WHAT IS REQUIRED: Rewrite the stretch from the line containing "Practice. Point out each instance of the bare" through the line containing "pixel 22 447", putting "aqua" in place of "turquoise" and keeping everything else the same.

RECORDS PROVIDED:
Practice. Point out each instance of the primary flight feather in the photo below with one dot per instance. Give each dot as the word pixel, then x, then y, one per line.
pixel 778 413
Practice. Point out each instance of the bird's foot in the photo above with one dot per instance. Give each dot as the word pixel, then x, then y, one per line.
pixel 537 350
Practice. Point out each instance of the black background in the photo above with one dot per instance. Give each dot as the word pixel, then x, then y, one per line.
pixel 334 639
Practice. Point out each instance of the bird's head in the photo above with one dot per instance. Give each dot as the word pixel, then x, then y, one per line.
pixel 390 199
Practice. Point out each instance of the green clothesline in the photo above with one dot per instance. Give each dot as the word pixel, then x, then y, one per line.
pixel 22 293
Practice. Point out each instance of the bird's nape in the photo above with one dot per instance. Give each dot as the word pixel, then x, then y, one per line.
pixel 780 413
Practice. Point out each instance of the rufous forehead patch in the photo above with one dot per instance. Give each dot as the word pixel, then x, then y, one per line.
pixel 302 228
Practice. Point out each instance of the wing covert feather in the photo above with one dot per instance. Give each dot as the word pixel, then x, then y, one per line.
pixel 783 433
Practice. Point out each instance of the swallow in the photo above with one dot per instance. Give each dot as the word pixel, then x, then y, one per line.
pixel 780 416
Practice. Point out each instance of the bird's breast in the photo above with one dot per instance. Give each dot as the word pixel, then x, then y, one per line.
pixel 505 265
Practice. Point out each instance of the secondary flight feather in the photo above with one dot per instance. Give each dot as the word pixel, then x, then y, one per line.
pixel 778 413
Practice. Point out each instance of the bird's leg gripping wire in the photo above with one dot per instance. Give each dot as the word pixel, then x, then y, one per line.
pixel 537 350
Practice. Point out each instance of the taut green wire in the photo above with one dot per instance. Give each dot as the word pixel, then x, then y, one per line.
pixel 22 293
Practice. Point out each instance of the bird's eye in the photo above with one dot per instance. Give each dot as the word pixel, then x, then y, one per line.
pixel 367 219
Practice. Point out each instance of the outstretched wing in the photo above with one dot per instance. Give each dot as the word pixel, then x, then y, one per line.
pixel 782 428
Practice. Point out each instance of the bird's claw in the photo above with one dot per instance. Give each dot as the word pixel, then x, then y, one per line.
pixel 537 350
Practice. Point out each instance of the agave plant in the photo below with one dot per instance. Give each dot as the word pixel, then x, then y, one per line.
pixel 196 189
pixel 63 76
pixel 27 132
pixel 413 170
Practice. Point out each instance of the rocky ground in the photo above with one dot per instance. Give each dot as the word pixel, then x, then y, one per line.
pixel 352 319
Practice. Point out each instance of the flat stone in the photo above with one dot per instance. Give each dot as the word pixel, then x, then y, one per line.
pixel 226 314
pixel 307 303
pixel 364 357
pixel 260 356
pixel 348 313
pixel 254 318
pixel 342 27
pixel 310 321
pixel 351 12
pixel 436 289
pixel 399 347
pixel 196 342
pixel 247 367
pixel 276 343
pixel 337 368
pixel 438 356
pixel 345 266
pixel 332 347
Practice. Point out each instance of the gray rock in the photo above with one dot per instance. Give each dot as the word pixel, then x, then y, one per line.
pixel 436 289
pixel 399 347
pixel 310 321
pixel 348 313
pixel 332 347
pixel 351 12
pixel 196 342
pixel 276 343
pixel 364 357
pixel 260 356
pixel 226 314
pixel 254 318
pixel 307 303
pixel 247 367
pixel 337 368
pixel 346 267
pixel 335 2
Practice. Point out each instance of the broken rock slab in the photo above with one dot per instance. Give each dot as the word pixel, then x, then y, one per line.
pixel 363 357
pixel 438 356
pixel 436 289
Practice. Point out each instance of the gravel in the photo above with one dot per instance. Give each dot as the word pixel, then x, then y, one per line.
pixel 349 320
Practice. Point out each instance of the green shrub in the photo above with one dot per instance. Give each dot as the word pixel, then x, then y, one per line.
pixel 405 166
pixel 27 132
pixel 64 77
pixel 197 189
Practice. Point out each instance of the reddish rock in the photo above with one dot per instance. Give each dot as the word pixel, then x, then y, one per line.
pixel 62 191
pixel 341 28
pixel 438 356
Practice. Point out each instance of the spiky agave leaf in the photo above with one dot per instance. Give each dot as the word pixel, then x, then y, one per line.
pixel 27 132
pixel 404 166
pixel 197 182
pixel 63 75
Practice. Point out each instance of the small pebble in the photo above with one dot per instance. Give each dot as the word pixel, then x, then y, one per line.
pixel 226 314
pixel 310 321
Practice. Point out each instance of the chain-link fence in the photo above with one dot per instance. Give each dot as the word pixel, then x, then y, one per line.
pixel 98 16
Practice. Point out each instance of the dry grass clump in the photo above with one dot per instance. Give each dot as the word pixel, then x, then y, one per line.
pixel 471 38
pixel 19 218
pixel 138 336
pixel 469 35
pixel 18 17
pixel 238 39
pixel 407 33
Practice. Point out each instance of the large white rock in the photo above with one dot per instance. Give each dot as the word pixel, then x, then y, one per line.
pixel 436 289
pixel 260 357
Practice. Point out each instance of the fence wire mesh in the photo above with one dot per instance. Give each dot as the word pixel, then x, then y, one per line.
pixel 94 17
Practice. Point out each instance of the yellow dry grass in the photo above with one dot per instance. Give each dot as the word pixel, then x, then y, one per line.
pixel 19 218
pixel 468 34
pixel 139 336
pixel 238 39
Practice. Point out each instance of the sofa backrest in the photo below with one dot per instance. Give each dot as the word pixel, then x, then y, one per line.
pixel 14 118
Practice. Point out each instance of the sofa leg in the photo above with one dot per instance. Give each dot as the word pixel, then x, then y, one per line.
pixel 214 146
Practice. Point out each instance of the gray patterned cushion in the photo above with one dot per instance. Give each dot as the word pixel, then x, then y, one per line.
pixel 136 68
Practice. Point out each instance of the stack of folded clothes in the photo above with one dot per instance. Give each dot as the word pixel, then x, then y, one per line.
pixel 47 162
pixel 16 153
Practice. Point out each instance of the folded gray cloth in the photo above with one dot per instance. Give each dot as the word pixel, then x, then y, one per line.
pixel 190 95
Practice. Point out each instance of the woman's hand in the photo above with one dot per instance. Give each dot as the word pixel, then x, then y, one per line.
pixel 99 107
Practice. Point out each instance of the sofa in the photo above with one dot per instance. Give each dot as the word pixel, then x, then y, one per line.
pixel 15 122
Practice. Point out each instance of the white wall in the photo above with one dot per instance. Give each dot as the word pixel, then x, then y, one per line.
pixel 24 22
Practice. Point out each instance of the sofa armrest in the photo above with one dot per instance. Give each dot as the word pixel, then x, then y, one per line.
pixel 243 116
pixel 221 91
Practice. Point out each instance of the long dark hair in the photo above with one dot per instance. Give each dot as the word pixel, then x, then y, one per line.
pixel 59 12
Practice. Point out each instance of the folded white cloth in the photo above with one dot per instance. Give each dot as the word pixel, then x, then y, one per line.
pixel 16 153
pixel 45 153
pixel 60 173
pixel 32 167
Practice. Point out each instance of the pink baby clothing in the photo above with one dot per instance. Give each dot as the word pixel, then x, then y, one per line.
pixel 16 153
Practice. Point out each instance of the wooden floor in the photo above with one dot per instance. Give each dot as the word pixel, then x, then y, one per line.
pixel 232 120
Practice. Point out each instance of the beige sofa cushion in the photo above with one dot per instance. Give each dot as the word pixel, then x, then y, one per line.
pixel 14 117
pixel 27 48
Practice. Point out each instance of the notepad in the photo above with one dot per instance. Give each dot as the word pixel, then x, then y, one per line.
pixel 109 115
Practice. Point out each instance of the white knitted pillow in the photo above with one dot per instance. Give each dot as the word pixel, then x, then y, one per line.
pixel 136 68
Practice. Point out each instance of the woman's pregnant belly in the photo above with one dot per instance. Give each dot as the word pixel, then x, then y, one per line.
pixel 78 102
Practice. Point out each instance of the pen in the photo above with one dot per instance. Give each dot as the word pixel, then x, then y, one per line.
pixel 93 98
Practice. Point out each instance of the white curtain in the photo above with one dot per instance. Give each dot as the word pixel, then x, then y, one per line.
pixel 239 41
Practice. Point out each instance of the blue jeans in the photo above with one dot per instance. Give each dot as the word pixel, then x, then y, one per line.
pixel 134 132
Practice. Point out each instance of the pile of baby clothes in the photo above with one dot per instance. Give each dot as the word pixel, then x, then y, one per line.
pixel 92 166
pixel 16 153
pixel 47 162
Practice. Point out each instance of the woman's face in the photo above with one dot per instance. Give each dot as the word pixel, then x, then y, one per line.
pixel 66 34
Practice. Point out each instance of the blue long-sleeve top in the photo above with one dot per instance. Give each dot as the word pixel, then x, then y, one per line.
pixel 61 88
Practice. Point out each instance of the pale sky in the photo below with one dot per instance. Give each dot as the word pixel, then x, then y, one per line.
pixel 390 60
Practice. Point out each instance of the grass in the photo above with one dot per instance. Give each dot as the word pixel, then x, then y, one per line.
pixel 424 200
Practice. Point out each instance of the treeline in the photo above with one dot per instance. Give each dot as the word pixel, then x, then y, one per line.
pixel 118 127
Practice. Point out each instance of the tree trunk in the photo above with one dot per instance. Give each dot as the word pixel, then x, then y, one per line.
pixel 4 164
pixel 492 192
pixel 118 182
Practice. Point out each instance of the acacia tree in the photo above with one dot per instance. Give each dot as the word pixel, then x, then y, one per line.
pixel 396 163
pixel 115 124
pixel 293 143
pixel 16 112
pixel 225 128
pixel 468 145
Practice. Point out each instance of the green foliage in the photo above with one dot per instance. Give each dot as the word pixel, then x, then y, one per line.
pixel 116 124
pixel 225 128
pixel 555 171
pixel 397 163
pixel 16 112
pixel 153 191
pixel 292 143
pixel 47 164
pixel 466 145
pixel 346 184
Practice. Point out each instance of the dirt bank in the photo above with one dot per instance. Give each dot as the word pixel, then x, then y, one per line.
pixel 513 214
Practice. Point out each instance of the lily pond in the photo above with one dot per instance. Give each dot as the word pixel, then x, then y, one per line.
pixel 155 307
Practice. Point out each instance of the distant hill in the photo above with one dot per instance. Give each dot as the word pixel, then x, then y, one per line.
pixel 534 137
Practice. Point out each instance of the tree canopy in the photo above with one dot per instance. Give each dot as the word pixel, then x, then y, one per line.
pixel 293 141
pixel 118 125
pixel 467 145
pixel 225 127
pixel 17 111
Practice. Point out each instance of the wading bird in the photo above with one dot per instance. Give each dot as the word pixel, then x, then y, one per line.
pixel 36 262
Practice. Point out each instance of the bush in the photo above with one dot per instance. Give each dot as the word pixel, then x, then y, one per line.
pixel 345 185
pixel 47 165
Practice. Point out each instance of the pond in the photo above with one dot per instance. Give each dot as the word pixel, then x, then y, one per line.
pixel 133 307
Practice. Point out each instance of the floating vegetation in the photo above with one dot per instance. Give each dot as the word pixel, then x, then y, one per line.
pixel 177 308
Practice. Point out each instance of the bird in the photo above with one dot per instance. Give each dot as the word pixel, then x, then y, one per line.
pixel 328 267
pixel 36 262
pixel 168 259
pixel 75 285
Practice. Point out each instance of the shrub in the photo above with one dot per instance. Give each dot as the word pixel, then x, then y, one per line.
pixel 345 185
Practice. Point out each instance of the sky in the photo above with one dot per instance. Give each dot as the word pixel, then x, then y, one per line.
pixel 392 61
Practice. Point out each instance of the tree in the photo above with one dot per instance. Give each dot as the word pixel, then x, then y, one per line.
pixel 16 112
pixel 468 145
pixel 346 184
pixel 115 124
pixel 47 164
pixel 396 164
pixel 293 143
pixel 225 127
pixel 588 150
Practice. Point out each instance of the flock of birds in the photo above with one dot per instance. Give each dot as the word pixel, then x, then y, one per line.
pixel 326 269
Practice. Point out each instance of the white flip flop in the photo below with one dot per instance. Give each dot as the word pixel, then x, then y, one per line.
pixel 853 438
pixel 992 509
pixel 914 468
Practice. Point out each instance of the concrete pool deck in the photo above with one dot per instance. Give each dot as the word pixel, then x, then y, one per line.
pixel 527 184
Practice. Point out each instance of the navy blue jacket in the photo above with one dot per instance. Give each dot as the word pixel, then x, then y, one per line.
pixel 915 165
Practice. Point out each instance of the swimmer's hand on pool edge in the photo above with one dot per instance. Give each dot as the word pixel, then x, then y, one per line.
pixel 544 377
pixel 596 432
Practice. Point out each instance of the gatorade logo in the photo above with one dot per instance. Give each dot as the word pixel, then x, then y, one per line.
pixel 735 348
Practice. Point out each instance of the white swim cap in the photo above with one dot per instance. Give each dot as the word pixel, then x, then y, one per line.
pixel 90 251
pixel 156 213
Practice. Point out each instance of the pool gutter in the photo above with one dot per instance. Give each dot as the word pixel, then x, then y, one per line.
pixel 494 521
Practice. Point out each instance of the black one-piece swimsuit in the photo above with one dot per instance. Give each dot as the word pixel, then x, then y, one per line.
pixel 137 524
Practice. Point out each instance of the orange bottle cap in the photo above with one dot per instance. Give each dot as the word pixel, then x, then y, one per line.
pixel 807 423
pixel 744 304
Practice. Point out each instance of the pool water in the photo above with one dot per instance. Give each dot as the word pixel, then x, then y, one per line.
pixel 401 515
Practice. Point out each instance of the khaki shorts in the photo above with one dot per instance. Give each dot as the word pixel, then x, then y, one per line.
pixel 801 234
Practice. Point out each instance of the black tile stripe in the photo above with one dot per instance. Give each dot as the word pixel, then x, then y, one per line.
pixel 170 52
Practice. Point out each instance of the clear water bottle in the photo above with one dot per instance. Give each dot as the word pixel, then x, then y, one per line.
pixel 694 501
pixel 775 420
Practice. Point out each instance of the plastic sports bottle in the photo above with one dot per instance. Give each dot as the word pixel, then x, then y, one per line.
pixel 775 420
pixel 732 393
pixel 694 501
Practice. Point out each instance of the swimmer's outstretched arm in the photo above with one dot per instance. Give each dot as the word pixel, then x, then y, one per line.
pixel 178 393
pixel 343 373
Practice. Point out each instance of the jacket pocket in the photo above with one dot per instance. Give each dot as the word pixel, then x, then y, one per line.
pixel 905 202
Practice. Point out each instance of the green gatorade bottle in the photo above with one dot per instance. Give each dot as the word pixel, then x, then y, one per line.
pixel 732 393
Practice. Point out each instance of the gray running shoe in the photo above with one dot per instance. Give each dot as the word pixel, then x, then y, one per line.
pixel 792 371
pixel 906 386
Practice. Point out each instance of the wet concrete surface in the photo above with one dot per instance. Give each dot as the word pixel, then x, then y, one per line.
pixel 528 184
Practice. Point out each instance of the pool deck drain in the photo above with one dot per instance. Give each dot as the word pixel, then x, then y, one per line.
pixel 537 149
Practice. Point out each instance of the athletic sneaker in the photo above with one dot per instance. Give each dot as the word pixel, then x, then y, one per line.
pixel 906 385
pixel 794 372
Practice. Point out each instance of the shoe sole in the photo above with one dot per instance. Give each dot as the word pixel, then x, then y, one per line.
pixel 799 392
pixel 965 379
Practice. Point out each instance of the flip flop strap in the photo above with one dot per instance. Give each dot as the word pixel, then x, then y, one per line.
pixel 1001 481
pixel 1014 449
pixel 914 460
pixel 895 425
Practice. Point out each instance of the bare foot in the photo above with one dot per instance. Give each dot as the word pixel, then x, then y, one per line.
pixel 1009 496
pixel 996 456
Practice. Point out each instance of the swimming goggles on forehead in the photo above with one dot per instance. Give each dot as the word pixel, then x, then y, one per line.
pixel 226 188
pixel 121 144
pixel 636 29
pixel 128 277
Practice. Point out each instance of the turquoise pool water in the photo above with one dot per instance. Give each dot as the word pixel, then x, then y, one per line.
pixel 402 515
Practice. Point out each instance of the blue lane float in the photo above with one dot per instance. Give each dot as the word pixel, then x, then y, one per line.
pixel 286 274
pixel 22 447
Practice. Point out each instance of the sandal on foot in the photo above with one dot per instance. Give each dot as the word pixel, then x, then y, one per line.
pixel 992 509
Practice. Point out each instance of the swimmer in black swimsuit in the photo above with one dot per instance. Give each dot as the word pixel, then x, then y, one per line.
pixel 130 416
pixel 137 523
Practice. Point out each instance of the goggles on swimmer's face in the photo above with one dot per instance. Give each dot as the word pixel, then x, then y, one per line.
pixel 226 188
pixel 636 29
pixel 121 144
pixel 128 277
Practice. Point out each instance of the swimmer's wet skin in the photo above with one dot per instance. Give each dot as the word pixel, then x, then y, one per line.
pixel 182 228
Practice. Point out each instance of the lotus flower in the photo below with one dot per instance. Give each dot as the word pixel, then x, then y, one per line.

WORKED ANSWER:
Practice. Point out each instance of the bare foot in the photo above with one dot per instance. Give each dot as the word pixel, then x, then y, one per line.
pixel 1009 496
pixel 996 456
Practice. Point out each instance of the swimming goggles on forehead in the photo above with one dot per instance. Give each dot as the word pixel, then x, then y, one per line.
pixel 226 188
pixel 121 144
pixel 636 29
pixel 128 277
Practice. Point out each instance of the aqua pool water in the photo above with one dot per instance. Give each dot as the word pixel, then x, then y, one per line.
pixel 402 515
Practice. Point out each instance of the blue lane float in the photo above with one dot per instance. Give each dot as the word pixel, then x, then y, one per line.
pixel 286 274
pixel 22 447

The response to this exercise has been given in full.